• [TESTO DI ORIGINE]:
Repubblica 16.3.16
La stepchild adoption e i bambini “oggetto”
di Andrea Manzella
STRALCIATA
la cosiddetta “stepchild adoption”, è ancora in alto e complicato mare
il progetto per il riordino delle adozioni. Questo, insomma, non sembra
affatto un Paese per bambini. La Costituzione dice che la Repubblica
protegge la maternità e l’infanzia: ma la competente Autorità garante
parla — nella sua relazione alle Camere (giugno 2015) — di “promesse
mancate”. E denuncia «più di 91 mila minorenni maltrattati a carico ai
servizi sociali» e lo «svuotamento » del piano nazionale per l’infanzia e
l’adolescenza. Pesanti lasciti per la nuova Garante, la giudice Albano,
appena nominata.
C’è poi stata, negli ultimi anni, una terribile
serie di fatti che hanno fatto rabbrividire gli italiani. Undici ottobre
2012, Cittadella, Padova: un bambino di 10 anni si dibatte tra due
funzionari di polizia che lo hanno “prelevato” dalla sua scuola
elementare al fine di poterlo (testuale) “resettare” in una comunità
(“luogo neutro” tra genitori in lite). Ventinove maggio 2013, Casal
Palocco, Roma: la polizia sequestra una bambina di sei anni con la
madre, moglie di un dissidente politico straniero, e le estrada
abusivamente, su un aereo privato, verso la patria ostile. Quindici
agosto 2015, Milano: un magistrato dispone che il figlio appena nato di
una sciagurata detenuta, imputata di orribili delitti, venga
immediatamente separato dalla madre e avviato a un incerto destino. Casi
estremi, sicuramente. Ma c’è un filo che tiene assieme queste
situazioni di violenza contro minori: i bambini sono considerati
connessi — come cose, come pertinenze — a vicende dei loro genitori.

• [COMPITI]:
**A.** Riporta le date dei tre casi di violenza contro minori descritti nell'articolo sulla stepchild adoption.
**B.** Traduci in inglese questa frase dell'articolo sulla stepchild adoption: "Questo, insomma, non sembra affatto un Paese per bambini."

• [RECORD FORNITI]:
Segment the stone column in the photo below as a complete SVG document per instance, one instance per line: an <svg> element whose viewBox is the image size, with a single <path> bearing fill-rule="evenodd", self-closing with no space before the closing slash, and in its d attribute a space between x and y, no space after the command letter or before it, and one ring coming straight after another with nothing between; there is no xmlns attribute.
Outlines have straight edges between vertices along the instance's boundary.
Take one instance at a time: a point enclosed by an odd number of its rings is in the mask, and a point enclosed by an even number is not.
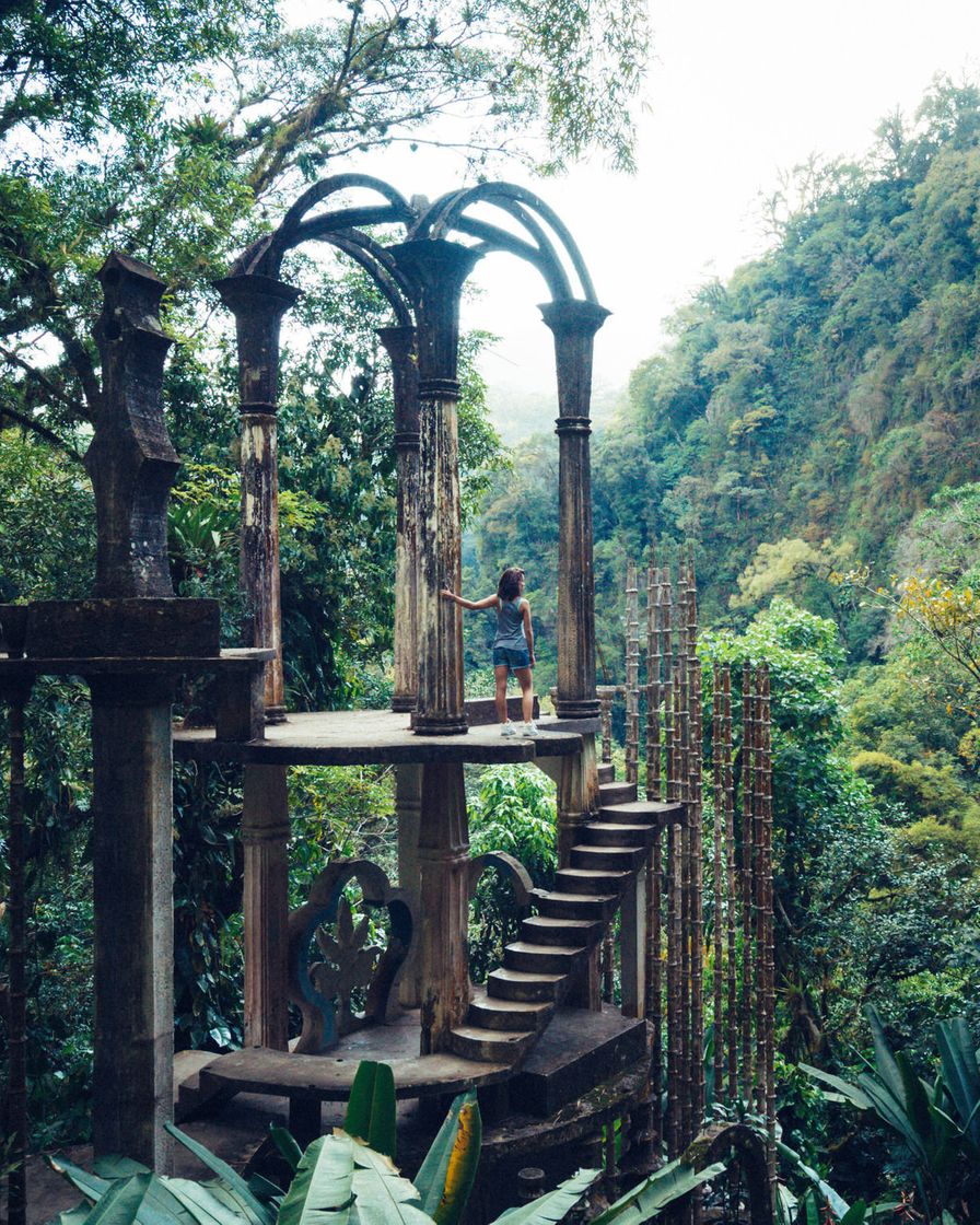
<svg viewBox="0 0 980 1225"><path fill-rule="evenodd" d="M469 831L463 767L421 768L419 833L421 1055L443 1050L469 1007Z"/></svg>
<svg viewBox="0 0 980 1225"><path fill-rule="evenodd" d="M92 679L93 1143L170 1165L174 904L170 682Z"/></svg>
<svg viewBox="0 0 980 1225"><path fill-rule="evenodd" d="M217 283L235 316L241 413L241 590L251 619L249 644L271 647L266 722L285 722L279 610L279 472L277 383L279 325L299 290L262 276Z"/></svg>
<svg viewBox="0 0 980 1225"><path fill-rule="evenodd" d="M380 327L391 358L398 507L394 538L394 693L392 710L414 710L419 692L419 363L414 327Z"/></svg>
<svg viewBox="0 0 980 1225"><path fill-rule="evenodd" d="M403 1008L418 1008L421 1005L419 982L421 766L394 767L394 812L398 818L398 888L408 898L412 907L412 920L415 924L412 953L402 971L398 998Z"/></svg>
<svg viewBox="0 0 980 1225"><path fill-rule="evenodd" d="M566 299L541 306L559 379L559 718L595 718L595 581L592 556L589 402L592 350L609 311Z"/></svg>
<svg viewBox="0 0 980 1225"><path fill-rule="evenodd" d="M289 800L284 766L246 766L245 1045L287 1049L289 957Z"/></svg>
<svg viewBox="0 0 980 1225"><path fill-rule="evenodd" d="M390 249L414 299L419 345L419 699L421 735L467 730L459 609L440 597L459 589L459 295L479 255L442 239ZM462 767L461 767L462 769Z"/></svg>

• [RISPOSTE AI COMPITI]:
**A.**
- Undici ottobre 2012
- Ventinove maggio 2013
- Quindici agosto 2015

**B.** This, in short, does not seem at all like a country for children.